Set out as a numbered list the lines running from the line containing "Each <instance> block" up to and including the line containing "negative clicks: (375, 527) (171, 584)", omitting any blank lines.
>>>
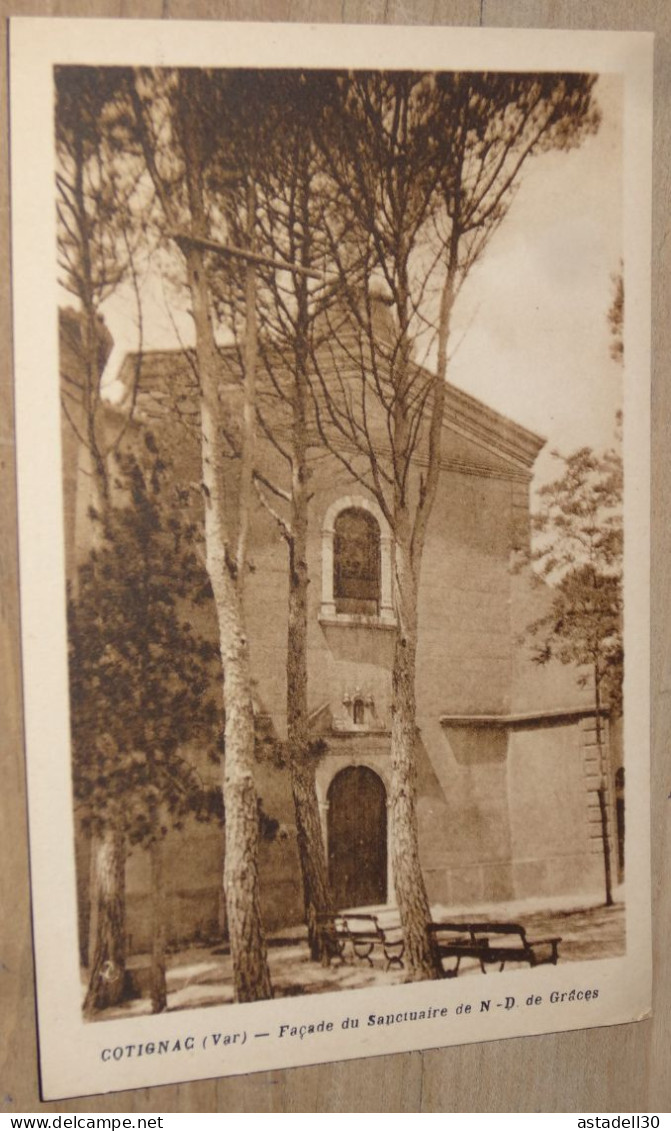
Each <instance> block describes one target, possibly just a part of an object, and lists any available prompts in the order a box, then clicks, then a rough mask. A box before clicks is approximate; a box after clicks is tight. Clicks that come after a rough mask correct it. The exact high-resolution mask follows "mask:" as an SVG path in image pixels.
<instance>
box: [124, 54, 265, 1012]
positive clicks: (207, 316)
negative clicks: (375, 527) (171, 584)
<<<
>>>
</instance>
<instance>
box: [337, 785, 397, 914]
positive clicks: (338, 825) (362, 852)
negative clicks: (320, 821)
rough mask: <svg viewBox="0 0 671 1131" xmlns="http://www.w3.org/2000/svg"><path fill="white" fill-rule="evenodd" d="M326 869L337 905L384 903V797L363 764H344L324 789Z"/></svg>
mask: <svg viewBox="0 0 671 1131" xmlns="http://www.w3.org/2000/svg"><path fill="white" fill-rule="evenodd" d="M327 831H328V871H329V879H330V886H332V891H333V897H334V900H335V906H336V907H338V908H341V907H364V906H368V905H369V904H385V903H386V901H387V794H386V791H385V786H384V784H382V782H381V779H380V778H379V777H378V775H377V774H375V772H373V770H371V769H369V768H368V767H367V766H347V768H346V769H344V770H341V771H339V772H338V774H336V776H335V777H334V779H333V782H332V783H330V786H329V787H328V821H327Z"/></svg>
<<<
- **OUTPUT BELOW**:
1. Each <instance> block describes one target, possibly just a part of an object, and lists any available prompts in the order a box, then clicks, then a rough mask. A box before clicks is approximate; a box after clicks is tight. Clicks that come after a rough mask correct it. The exact high-resolution mask follows "mask:" as an SVG path in image pixels.
2. <instance>
3. box: [124, 54, 265, 1012]
4. positive clicks: (207, 316)
5. negative clicks: (375, 527) (171, 584)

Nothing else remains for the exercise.